▶ [WHAT NEEDS TO BE DONE]:
Set out the lines below as a JSON list of strings, one string per line, with blank lines omitted. Leave the pictures out of the list.

▶ [AVAILABLE DATA]:
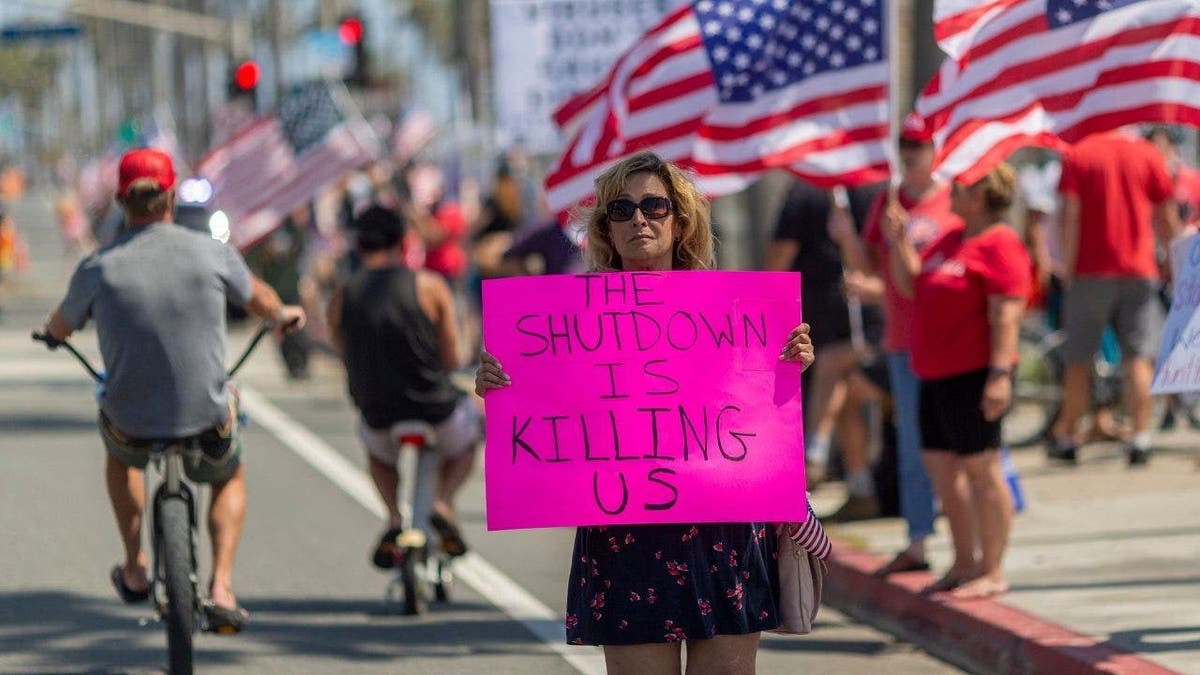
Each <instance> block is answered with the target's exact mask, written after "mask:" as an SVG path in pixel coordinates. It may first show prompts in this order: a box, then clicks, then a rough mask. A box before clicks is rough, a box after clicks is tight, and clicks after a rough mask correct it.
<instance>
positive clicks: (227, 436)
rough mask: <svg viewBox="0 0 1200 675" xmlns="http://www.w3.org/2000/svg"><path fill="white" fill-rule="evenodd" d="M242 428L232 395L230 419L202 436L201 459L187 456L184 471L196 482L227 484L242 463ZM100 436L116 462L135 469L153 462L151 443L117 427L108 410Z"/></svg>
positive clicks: (143, 466) (187, 474) (201, 439)
mask: <svg viewBox="0 0 1200 675" xmlns="http://www.w3.org/2000/svg"><path fill="white" fill-rule="evenodd" d="M240 431H241V429H240V428H239V424H238V404H236V399H235V398H234V394H230V395H229V420H228V422H227V423H226V425H224V426H222V428H220V429H210V430H208V431H205V432H203V434H200V435H199V442H200V450H202V452H200V455H199V461H197V462H192V461H188V460H187V459H186V458H185V459H184V473H185V474H186V476H187V477H188V478H190V479H192V480H194V482H196V483H224V482H226V480H228V479H230V478H233V474H234V472H236V471H238V467H239V466H241V432H240ZM100 437H101V438H102V440H103V441H104V448H106V449H107V450H108V454H110V455H113V456H114V458H116V461H119V462H121V464H122V465H125V466H130V467H133V468H145V467H146V464H149V461H150V448H149V443H146V442H145V441H142V440H138V438H131V437H130V436H127V435H125V434H122V432H121V431H120V430H118V429H116V428H114V426H113V425H112V423H110V422H108V418H107V417H104V413H103V412H102V413H100Z"/></svg>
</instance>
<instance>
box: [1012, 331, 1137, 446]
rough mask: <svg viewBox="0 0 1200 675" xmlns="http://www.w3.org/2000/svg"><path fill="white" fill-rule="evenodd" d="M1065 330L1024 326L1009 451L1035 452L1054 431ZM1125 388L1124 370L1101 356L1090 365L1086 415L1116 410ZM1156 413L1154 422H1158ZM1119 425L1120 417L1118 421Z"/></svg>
mask: <svg viewBox="0 0 1200 675" xmlns="http://www.w3.org/2000/svg"><path fill="white" fill-rule="evenodd" d="M1066 340H1067V334H1066V331H1063V330H1051V329H1050V328H1048V327H1045V325H1044V324H1043V323H1040V322H1034V321H1027V322H1025V323H1022V324H1021V330H1020V341H1019V344H1018V353H1019V356H1020V363H1019V364H1018V368H1016V382H1015V384H1014V387H1013V406H1012V408H1010V410H1009V412H1008V414H1007V416H1006V418H1004V443H1006V444H1007V446H1009V447H1021V446H1032V444H1034V443H1040V442H1044V441H1046V440H1049V437H1050V434H1051V428H1052V426H1054V422H1055V419H1057V417H1058V412H1060V411H1061V410H1062V377H1063V372H1064V371H1066V363H1064V362H1063V357H1062V346H1063V342H1064V341H1066ZM1123 387H1124V382H1123V375H1122V372H1121V365H1120V364H1115V363H1110V362H1109V360H1108V359H1105V358H1104V357H1103V356H1102V354H1100V353H1097V354H1096V357H1094V358H1093V359H1092V392H1091V402H1090V408H1088V410H1092V411H1094V410H1098V408H1112V410H1114V412H1116V413H1120V412H1121V411H1120V410H1118V408H1120V406H1121V404H1122V402H1123V400H1122V389H1123ZM1158 407H1160V406H1157V407H1156V412H1154V416H1153V417H1154V419H1157V418H1158V417H1159V416H1160V412H1159V411H1158ZM1114 417H1115V422H1117V423H1118V424H1120V416H1118V414H1117V416H1114Z"/></svg>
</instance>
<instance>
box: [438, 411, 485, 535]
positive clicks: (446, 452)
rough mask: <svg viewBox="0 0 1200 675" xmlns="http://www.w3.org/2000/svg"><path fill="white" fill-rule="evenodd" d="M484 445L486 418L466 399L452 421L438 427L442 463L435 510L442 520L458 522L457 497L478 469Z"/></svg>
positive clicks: (440, 450) (439, 424) (438, 468)
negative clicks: (456, 510)
mask: <svg viewBox="0 0 1200 675" xmlns="http://www.w3.org/2000/svg"><path fill="white" fill-rule="evenodd" d="M481 441H482V417H481V416H480V414H479V410H478V408H476V407H475V405H474V404H473V402H472V401H470V399H468V398H467V396H463V398H462V399H460V400H458V405H457V407H456V408H455V411H454V414H451V416H450V419H448V420H445V422H443V423H442V424H439V425H438V456H440V460H442V461H440V466H439V467H438V479H437V491H436V492H434V497H433V510H434V512H436V513H438V514H440V515H442V516H444V518H451V519H452V518H454V514H455V508H454V500H455V496H456V495H457V494H458V491H460V490H462V486H463V485H464V484H466V483H467V478H468V477H470V472H472V470H474V468H475V455H476V452H478V449H479V444H480V442H481Z"/></svg>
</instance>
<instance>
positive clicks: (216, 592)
mask: <svg viewBox="0 0 1200 675" xmlns="http://www.w3.org/2000/svg"><path fill="white" fill-rule="evenodd" d="M200 449H202V450H203V454H202V455H200V460H199V462H198V464H196V465H194V466H193V465H192V464H191V462H188V461H185V462H184V472H185V473H186V474H187V477H188V478H191V479H192V480H196V482H197V483H206V484H209V485H211V488H212V500H211V503H210V504H209V537H210V538H211V539H212V583H211V585H210V589H209V599H211V601H212V603H214V604H215V605H217V607H220V608H224V609H228V610H234V609H236V608H238V601H236V598H235V597H234V593H233V565H234V558H235V557H236V554H238V542H239V540H240V538H241V530H242V526H244V525H245V521H246V467H245V465H242V462H241V429H240V428H239V425H238V408H236V399H235V398H233V395H230V405H229V416H228V418H227V422H226V424H224V425H223V426H222V428H220V429H215V430H212V431H210V432H206V434H205V435H204V436H202V437H200Z"/></svg>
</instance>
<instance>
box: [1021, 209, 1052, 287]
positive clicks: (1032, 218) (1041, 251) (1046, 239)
mask: <svg viewBox="0 0 1200 675" xmlns="http://www.w3.org/2000/svg"><path fill="white" fill-rule="evenodd" d="M1049 237H1050V235H1049V234H1048V232H1046V223H1045V214H1044V213H1042V211H1038V210H1033V209H1028V210H1026V211H1025V239H1026V243H1025V245H1026V246H1027V247H1028V250H1030V256H1031V257H1032V258H1033V268H1034V270H1036V271H1037V276H1038V281H1039V283H1042V286H1045V285H1046V282H1049V281H1050V275H1051V274H1052V273H1054V271H1056V270H1055V269H1054V261H1052V259H1051V258H1050V240H1049Z"/></svg>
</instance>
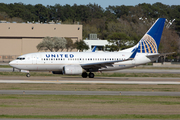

▶ [ANSWER TO THE PROBLEM]:
[
  "Each <instance> block is answered with the target's exact mask, written after \"mask:\" as an SVG path in pixel coordinates. It may first show prompts in this order: a box, then clicks, then a rough mask. A box before clicks is rough, a box after clicks is tight, and clicks after a rough mask correct it.",
  "<instance>",
  "positive clicks: (227, 436)",
  "rough mask: <svg viewBox=\"0 0 1200 675\" xmlns=\"http://www.w3.org/2000/svg\"><path fill=\"white\" fill-rule=\"evenodd\" d=\"M242 428L232 395L230 419L202 436L201 459L187 456L184 471L196 482L227 484L242 463ZM100 436L116 462L135 469L153 462L151 443L117 427L108 410Z\"/></svg>",
  "positive clicks: (143, 466) (187, 474) (201, 439)",
  "mask: <svg viewBox=\"0 0 1200 675\" xmlns=\"http://www.w3.org/2000/svg\"><path fill=\"white\" fill-rule=\"evenodd\" d=\"M240 431H241V429H240V428H239V424H238V404H236V399H235V398H234V394H230V395H229V420H228V422H227V423H226V425H224V426H222V428H220V429H210V430H208V431H205V432H203V434H200V435H199V442H200V450H202V452H200V455H199V461H197V462H192V461H188V460H187V459H186V458H185V459H184V473H185V474H186V476H187V477H188V478H190V479H192V480H194V482H196V483H224V482H226V480H228V479H230V478H233V474H234V472H236V471H238V467H239V466H241V432H240ZM100 437H101V438H102V440H103V441H104V448H106V449H107V450H108V454H110V455H113V456H114V458H116V461H119V462H121V464H122V465H125V466H130V467H133V468H145V467H146V464H149V461H150V448H149V443H146V442H145V441H142V440H138V438H131V437H130V436H127V435H125V434H122V432H121V431H120V430H118V429H116V428H114V426H113V425H112V423H110V422H108V418H107V417H104V413H103V412H102V413H100Z\"/></svg>",
  "</instance>",
  "<instance>",
  "box: [1012, 331, 1137, 446]",
  "rough mask: <svg viewBox=\"0 0 1200 675\" xmlns=\"http://www.w3.org/2000/svg\"><path fill=\"white\" fill-rule=\"evenodd\" d=\"M1065 330L1024 326L1009 451L1035 452L1054 431ZM1125 388L1124 370L1101 356L1090 365L1086 415L1116 410ZM1156 413L1154 422H1158ZM1119 425L1120 417L1118 421Z\"/></svg>",
  "mask: <svg viewBox=\"0 0 1200 675\" xmlns=\"http://www.w3.org/2000/svg\"><path fill=\"white\" fill-rule=\"evenodd\" d=\"M1066 340H1067V334H1066V331H1063V330H1051V329H1050V328H1048V327H1045V325H1044V324H1043V323H1040V322H1034V321H1027V322H1025V323H1022V324H1021V330H1020V341H1019V344H1018V353H1019V356H1020V363H1019V364H1018V368H1016V382H1015V384H1014V387H1013V406H1012V408H1010V410H1009V412H1008V414H1007V416H1006V418H1004V443H1006V444H1007V446H1009V447H1021V446H1032V444H1034V443H1040V442H1044V441H1046V440H1049V437H1050V434H1051V428H1052V426H1054V422H1055V419H1057V417H1058V412H1060V411H1061V410H1062V377H1063V372H1064V371H1066V363H1064V362H1063V357H1062V346H1063V342H1064V341H1066ZM1123 387H1124V382H1123V375H1122V372H1121V365H1120V364H1115V363H1110V362H1109V360H1108V359H1105V358H1104V357H1103V356H1102V354H1100V353H1097V354H1096V357H1094V358H1093V359H1092V392H1091V402H1090V408H1088V410H1092V411H1094V410H1098V408H1112V410H1114V412H1116V413H1120V412H1121V411H1120V410H1118V408H1120V406H1121V404H1122V402H1123V400H1122V389H1123ZM1158 407H1160V406H1157V407H1156V412H1154V416H1153V417H1154V419H1157V418H1158V417H1159V416H1160V412H1159V411H1158ZM1114 417H1115V422H1117V423H1118V424H1120V416H1118V414H1117V416H1114Z\"/></svg>",
  "</instance>",
  "<instance>",
  "box: [438, 411, 485, 535]",
  "positive clicks: (446, 452)",
  "rough mask: <svg viewBox=\"0 0 1200 675\" xmlns=\"http://www.w3.org/2000/svg\"><path fill=\"white\" fill-rule=\"evenodd\" d=\"M484 445L486 418L466 399L452 421L438 427L442 463L435 510L442 520L458 522L457 497L478 469Z\"/></svg>",
  "positive clicks: (440, 450) (439, 424) (438, 468)",
  "negative clicks: (456, 510)",
  "mask: <svg viewBox=\"0 0 1200 675\" xmlns=\"http://www.w3.org/2000/svg\"><path fill=\"white\" fill-rule=\"evenodd\" d=\"M481 441H482V417H481V416H480V414H479V410H478V408H476V407H475V405H474V404H473V402H472V401H470V399H468V398H467V396H463V398H462V399H460V400H458V405H457V407H456V408H455V411H454V414H451V416H450V419H448V420H445V422H443V423H442V424H439V425H438V456H440V460H442V461H440V466H439V467H438V479H437V491H436V492H434V497H433V510H434V512H436V513H438V514H440V515H442V516H444V518H451V519H452V518H454V514H455V508H454V500H455V496H456V495H457V494H458V491H460V490H462V486H463V485H464V484H466V483H467V478H468V477H470V472H472V470H474V468H475V455H476V452H478V449H479V444H480V442H481Z\"/></svg>",
  "</instance>",
  "<instance>",
  "positive clicks: (216, 592)",
  "mask: <svg viewBox=\"0 0 1200 675\" xmlns=\"http://www.w3.org/2000/svg\"><path fill=\"white\" fill-rule=\"evenodd\" d=\"M200 449H202V450H203V454H202V455H200V460H199V462H198V464H196V465H194V466H193V465H192V464H191V462H188V461H185V462H184V472H185V473H186V474H187V477H188V478H191V479H192V480H196V482H197V483H206V484H209V485H211V488H212V500H211V503H210V504H209V537H210V538H211V539H212V583H211V585H210V589H209V599H211V601H212V603H214V604H215V605H217V607H220V608H224V609H228V610H234V609H236V608H238V601H236V598H235V597H234V593H233V565H234V558H235V557H236V554H238V542H239V540H240V538H241V530H242V526H244V525H245V521H246V467H245V465H242V462H241V429H240V428H239V425H238V408H236V399H235V398H233V395H230V405H229V416H228V418H227V422H226V424H224V425H223V426H222V428H220V429H215V430H212V431H210V432H206V434H205V435H204V436H202V437H200Z\"/></svg>",
  "</instance>",
  "<instance>",
  "box: [1021, 209, 1052, 287]",
  "positive clicks: (1032, 218) (1041, 251) (1046, 239)",
  "mask: <svg viewBox=\"0 0 1200 675\" xmlns=\"http://www.w3.org/2000/svg\"><path fill=\"white\" fill-rule=\"evenodd\" d=\"M1049 237H1050V235H1049V234H1048V232H1046V223H1045V214H1044V213H1042V211H1038V210H1033V209H1028V210H1026V211H1025V239H1026V243H1025V245H1026V246H1027V247H1028V250H1030V256H1031V257H1032V258H1033V268H1034V270H1036V271H1037V276H1038V281H1039V283H1042V286H1045V285H1046V282H1049V281H1050V275H1051V274H1052V273H1054V271H1056V270H1055V269H1054V261H1052V259H1051V258H1050V240H1049Z\"/></svg>",
  "</instance>"
]